TRECHO ESCOLHIDO:

· · · ·

As Modas na Administração
de Empresas e
o novo figurino do Gerenciamento do Conhecimento

Roberto Jorge Regensteiner (*)

 

Desde os anos 40, quando Peter Drucker se estabeleceu como estudioso e oráculo do mundo corporativo norte americano, os assuntos relacionados à gestão de empresas vem interessando cada vez mais ao grande público.

Até o fim dos 60, a Administração de Empresas se apresentava como um corpo razoavelmente estável de conhecimentos e técnicas. Os textos de Taylor e Fayol, elaborados em torno dos anos mil e novecentos, continuavam a ser o núcleo fundamental dos estudos da Teoria Geral de Administração. Nos livros textos, a parte superior dos organogramas mostrava uma empresa de tipo industrial onde os responsáveis por Produção, Marketing, Finanças e Recursos Humanos reportavam-se ao executivo principal. Fazendo uma analogia com o mundo da moda, este período poderia ser caracterizado pelo modelo chapéu-paletó-e-gravata.

A partir da crise dos 70, novas teorias e técnicas de gestão sucederam-se em velocidade crescente, comparável de certo modo à sucessão de modas na indústria do vestuário. As razões mais profundas destes fenômenos podem ser encontradas nas grandes mudanças que, desde então, vem ocorrendo na economia e na sociedade e que obrigam as corporações a um esforço crescente para tentar entendê-las e adaptar-se.

O aumento nos preços do petróleo da década de 1970 colocou nas pautas corporativas questões relacionadas à uma melhor Gestão de Materiais e ao Planejamento da Produção. Surgiu o MRP (Material Requirement Planning ou Planejamento de Requerimentos de Materiais), cuja evolução desaguaria nos Sistemas ERP (Enterprise Resource Planning ou Planejamento de Recursos Empresarias) contemporâneos.

Técnicas adotadas por grandes empresas japonesas, como Just-in-Time, Círculos de Controle da Qualidade, Controles Estatísticos de Processo, Kaizen (Aperfeiçoamento Contínuo) e Kanban (uso de cartões para solicitação dos componentes e matérias-primas), foram disseminadas em incontáveis eventos como o "dernier cri" da moda empresarial e consideradas razões importantes para a ascensão do Japão à primeira divisão dos "global players" nos anos 70, tendo partido de um campo arrasado por duas bombas atômicas e pela derrota na 2.a Guerra Mundial.

A instabilidade financeira decorrente do aumento generalizado dos preços do petróleo provocou uma onda de impactos expressivos na Gestão Financeira e Organizacional. A organização em Centros de Custos e depois em Centros de Resultados, cuja origem remonta à constituição e administração da General Motors, por Alfred Sloan, nos anos 20, ganha novo impulso. Também, cresce a adoção por parte dos responsáveis financeiros de novos instrumentos como planilhas, a incorporação da prática do hedging, o surgimento do ABC (Activity Based Costing), a busca do foco empresarial nos seus aspectos fundamentais da qual resultaram a terceirização (e a quarteirização) dos serviços considerados não-essenciais, entre outros aspectos.

· · · ·

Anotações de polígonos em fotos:
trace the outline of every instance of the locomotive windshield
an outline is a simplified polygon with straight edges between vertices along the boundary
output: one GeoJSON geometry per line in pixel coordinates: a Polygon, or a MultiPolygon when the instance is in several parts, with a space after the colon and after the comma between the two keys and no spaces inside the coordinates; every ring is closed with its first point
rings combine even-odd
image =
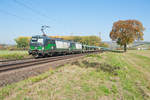
{"type": "Polygon", "coordinates": [[[43,38],[32,37],[31,42],[43,44],[43,38]]]}

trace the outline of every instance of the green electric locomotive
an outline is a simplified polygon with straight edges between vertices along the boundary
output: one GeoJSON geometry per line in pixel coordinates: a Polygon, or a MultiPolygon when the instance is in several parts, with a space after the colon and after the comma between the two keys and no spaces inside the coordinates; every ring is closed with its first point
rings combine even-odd
{"type": "Polygon", "coordinates": [[[82,53],[82,44],[44,35],[32,36],[30,40],[29,54],[36,58],[71,53],[82,53]]]}

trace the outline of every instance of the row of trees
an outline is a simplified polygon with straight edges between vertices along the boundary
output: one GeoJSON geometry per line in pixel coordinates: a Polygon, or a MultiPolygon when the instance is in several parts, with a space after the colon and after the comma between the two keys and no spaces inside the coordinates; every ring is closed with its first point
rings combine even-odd
{"type": "MultiPolygon", "coordinates": [[[[102,43],[98,36],[50,36],[51,38],[61,38],[63,40],[71,40],[86,45],[108,47],[108,44],[102,43]]],[[[20,49],[28,49],[31,37],[18,37],[15,39],[17,47],[20,49]]]]}

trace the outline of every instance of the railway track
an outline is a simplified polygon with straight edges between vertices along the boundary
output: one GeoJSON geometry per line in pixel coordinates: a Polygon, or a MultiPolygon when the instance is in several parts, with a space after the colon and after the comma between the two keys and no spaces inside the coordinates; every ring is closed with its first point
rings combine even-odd
{"type": "MultiPolygon", "coordinates": [[[[97,52],[93,52],[97,53],[97,52]]],[[[48,62],[53,62],[53,61],[58,61],[58,60],[64,60],[64,59],[69,59],[73,57],[79,57],[86,55],[87,53],[84,54],[73,54],[73,55],[65,55],[65,56],[56,56],[56,57],[48,57],[48,58],[40,58],[40,59],[30,59],[30,60],[23,60],[19,62],[14,62],[14,63],[8,63],[8,64],[0,64],[0,72],[5,72],[5,71],[10,71],[14,69],[19,69],[19,68],[25,68],[25,67],[30,67],[33,65],[38,65],[38,64],[44,64],[48,62]]]]}

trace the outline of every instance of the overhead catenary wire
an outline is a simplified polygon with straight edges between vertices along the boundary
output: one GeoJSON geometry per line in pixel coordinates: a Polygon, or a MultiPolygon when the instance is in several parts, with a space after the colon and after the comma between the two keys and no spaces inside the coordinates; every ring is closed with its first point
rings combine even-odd
{"type": "Polygon", "coordinates": [[[9,15],[9,16],[16,17],[17,19],[22,20],[22,21],[30,21],[30,22],[32,21],[32,22],[35,23],[35,24],[40,24],[40,25],[41,25],[40,22],[31,20],[31,19],[29,19],[29,18],[25,18],[25,17],[22,17],[22,16],[18,16],[18,15],[16,15],[16,14],[14,14],[14,13],[12,13],[12,12],[8,12],[8,11],[6,11],[6,10],[0,9],[0,13],[5,14],[5,15],[9,15]]]}
{"type": "Polygon", "coordinates": [[[20,5],[20,6],[23,6],[24,8],[26,8],[26,9],[32,11],[33,13],[35,13],[35,14],[37,14],[37,15],[40,15],[40,16],[45,17],[45,18],[47,18],[47,19],[50,19],[46,14],[42,13],[42,12],[39,11],[39,10],[36,10],[36,9],[30,7],[29,5],[27,5],[27,4],[23,3],[23,2],[20,2],[19,0],[13,0],[13,1],[14,1],[16,4],[18,4],[18,5],[20,5]]]}

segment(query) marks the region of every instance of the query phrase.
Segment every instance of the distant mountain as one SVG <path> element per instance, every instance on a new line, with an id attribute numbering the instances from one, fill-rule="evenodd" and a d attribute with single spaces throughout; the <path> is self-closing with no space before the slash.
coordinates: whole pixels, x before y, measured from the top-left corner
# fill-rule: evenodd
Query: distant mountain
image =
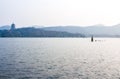
<path id="1" fill-rule="evenodd" d="M 69 33 L 80 33 L 86 36 L 100 36 L 100 37 L 120 37 L 120 24 L 114 26 L 93 25 L 93 26 L 56 26 L 56 27 L 44 27 L 47 31 L 64 31 Z"/>
<path id="2" fill-rule="evenodd" d="M 10 30 L 10 26 L 9 25 L 1 26 L 0 30 Z"/>
<path id="3" fill-rule="evenodd" d="M 14 30 L 0 30 L 0 37 L 84 37 L 84 35 L 68 32 L 45 31 L 30 27 Z"/>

· · · ·

LISTA DE TAREFAS:
[1] No artigo sobre as modas na administração de empresas, a que se atribui a origem da organização em Centros de Custos?
[2] Na listagem, troque "top-left" por "upper-left" da linha com "segment(query) marks the" até a linha com "coordinates: whole pixels, x" e devolva apenas essas linhas.
A listagem não tem relação com o artigo.

RESPOSTAS POR TAREFA:
[1] À constituição e administração da General Motors por Alfred Sloan, nos anos 20.

[2]
segment(query) marks the region of every instance of the query phrase.
Segment every instance of the distant mountain as one SVG <path> element per instance, every instance on a new line, with an id attribute numbering the instances from one, fill-rule="evenodd" and a d attribute with single spaces throughout; the <path> is self-closing with no space before the slash.
coordinates: whole pixels, x before y, measured from the upper-left corner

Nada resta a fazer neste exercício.